**WORK TO BE COMPLETED**
Reproduce exactly the lines below, from the first through the one containing "Ground the bird's claw.", and nothing more.

Dataset entries
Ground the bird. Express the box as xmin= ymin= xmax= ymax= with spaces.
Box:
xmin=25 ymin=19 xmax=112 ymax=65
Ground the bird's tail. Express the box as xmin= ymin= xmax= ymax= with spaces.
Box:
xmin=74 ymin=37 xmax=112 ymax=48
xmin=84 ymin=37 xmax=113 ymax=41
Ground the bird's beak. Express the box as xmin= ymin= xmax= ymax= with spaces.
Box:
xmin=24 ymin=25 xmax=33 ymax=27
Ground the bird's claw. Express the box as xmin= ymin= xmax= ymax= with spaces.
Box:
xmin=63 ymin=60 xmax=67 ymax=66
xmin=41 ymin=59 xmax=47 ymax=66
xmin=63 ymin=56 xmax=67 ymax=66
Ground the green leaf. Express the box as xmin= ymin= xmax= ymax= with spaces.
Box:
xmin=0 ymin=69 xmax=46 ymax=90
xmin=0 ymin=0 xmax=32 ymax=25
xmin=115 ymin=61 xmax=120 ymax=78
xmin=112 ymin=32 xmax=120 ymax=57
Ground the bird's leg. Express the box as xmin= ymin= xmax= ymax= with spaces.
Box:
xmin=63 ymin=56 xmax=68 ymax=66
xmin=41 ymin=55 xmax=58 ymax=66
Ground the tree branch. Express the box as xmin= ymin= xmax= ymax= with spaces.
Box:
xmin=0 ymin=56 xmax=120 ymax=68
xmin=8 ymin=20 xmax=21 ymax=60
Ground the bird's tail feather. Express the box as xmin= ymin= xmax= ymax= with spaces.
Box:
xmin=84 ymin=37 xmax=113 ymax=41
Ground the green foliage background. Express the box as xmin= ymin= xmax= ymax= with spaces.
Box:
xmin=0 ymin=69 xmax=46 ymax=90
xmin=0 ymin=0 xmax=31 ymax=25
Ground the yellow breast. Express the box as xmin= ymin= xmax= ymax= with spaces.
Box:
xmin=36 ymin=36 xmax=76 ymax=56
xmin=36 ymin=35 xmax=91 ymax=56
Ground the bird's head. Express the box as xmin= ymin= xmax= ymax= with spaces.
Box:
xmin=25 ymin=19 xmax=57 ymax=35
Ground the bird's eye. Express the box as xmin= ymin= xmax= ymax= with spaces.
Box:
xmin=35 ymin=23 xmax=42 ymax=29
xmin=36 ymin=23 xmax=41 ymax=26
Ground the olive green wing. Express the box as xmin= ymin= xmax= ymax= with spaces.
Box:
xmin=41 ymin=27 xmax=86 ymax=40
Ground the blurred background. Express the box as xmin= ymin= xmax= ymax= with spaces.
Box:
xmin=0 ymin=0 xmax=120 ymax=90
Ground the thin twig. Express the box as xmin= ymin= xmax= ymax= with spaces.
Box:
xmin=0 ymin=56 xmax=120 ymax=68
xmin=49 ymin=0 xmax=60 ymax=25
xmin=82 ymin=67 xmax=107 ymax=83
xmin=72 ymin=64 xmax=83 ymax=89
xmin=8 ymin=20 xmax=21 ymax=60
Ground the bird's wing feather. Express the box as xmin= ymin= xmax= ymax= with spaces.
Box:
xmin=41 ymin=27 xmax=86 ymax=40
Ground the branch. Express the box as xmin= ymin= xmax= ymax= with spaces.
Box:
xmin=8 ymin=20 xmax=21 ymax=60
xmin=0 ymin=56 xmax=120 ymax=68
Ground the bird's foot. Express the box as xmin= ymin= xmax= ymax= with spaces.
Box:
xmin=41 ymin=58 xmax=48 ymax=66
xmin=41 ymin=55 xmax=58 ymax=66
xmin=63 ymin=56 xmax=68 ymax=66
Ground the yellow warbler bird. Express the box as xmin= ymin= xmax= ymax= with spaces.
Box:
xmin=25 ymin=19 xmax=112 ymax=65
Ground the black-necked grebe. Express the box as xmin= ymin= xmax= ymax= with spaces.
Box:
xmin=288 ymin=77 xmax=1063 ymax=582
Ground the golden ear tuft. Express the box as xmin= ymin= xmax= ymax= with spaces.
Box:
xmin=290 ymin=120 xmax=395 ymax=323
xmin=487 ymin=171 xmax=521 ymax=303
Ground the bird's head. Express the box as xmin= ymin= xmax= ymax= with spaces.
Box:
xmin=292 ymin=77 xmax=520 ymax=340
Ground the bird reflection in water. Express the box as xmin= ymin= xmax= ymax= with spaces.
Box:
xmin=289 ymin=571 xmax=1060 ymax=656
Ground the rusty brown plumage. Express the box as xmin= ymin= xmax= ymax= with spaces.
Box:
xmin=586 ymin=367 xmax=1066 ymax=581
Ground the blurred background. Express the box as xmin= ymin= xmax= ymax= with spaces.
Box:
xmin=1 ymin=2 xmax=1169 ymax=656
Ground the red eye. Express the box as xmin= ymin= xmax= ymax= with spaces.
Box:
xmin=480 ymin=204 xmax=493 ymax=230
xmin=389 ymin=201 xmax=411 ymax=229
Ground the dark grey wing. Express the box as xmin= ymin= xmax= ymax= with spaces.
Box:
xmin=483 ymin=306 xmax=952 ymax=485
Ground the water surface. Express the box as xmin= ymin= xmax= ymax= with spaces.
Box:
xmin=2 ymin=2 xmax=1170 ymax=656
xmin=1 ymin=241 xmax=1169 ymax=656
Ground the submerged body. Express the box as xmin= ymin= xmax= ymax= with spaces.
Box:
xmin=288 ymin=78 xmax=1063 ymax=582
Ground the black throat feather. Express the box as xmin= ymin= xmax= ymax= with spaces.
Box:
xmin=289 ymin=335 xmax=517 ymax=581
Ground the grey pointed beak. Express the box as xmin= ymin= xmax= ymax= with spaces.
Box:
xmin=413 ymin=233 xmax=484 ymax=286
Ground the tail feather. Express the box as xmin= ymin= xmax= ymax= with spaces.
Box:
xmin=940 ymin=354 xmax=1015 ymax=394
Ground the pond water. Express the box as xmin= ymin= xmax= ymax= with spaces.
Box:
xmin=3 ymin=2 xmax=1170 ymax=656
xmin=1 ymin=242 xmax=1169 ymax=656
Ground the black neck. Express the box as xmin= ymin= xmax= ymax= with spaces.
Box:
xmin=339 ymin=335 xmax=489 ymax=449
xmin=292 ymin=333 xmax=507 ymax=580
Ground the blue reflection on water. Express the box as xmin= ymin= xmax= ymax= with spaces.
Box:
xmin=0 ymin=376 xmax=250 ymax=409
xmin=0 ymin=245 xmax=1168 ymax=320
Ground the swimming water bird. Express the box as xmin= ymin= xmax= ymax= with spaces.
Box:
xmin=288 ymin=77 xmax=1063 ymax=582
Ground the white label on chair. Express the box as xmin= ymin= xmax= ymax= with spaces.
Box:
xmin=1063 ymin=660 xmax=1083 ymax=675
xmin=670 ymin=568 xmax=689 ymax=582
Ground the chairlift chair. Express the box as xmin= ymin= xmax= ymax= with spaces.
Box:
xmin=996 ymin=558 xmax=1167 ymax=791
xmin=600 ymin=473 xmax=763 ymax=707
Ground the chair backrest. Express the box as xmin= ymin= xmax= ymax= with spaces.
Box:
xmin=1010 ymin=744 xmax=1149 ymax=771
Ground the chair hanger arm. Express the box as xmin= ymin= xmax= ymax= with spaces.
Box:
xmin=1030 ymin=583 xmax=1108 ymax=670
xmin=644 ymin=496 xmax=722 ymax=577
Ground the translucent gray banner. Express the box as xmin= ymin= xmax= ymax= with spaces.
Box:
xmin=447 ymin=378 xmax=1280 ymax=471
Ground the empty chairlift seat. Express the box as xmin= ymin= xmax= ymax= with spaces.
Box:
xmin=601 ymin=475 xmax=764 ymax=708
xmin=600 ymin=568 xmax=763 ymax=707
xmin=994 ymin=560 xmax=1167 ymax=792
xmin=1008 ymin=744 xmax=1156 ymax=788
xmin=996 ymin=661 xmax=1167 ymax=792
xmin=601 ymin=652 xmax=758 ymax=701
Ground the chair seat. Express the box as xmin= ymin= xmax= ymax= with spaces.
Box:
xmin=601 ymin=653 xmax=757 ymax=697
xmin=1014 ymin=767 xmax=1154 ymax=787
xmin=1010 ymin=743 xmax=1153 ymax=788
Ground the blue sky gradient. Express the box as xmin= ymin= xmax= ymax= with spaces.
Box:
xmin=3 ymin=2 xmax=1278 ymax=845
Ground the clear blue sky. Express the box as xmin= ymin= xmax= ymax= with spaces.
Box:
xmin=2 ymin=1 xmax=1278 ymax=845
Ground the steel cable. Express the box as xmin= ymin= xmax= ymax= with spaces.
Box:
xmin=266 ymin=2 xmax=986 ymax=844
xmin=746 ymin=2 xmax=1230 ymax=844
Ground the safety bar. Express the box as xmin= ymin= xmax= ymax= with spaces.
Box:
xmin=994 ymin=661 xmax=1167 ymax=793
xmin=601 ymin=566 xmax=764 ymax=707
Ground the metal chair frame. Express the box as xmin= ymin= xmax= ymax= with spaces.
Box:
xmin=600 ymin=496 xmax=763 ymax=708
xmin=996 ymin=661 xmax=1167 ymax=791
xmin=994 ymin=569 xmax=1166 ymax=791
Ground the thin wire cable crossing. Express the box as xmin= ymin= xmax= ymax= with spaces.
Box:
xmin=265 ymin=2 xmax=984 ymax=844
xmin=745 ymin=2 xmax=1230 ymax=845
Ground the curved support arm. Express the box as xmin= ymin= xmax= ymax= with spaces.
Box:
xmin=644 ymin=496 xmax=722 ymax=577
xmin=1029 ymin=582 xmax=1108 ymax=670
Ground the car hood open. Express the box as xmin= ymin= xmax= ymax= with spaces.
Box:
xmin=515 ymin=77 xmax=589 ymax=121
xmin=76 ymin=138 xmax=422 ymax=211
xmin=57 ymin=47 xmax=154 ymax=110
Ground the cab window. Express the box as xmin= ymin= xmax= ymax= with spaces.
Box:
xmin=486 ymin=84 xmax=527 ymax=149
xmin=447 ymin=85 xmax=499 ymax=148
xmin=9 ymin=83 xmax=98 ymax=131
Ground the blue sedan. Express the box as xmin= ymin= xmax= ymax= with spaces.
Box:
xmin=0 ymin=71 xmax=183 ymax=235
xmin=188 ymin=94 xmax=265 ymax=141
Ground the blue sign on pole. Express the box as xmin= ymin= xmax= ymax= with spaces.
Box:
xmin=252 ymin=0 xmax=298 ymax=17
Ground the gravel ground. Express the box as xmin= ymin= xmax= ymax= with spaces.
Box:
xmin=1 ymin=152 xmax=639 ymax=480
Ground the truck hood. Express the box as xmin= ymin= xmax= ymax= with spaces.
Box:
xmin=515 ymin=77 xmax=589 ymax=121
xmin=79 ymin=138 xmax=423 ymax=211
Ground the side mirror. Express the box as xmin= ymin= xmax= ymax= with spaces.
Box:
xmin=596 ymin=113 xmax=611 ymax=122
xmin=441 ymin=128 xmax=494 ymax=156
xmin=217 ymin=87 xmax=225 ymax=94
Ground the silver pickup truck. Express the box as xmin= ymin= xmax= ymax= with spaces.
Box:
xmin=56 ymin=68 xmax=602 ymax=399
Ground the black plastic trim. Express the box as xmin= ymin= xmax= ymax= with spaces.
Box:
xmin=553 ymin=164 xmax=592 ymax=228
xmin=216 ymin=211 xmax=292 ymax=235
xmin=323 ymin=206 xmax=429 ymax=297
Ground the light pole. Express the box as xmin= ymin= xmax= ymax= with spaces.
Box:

**RESPONSE BOX**
Ground the bird. Express the box as xmin= ymin= xmax= ymax= with spaces.
Box:
xmin=25 ymin=19 xmax=112 ymax=65
Ground the bird's tail. Express the box as xmin= ymin= xmax= ymax= with spaces.
Box:
xmin=74 ymin=37 xmax=112 ymax=48
xmin=84 ymin=37 xmax=113 ymax=41
Ground the bird's beak. Express the box as xmin= ymin= xmax= ymax= with spaces.
Box:
xmin=24 ymin=25 xmax=33 ymax=27
Ground the bird's claw. Express the box as xmin= ymin= xmax= ymax= with spaces.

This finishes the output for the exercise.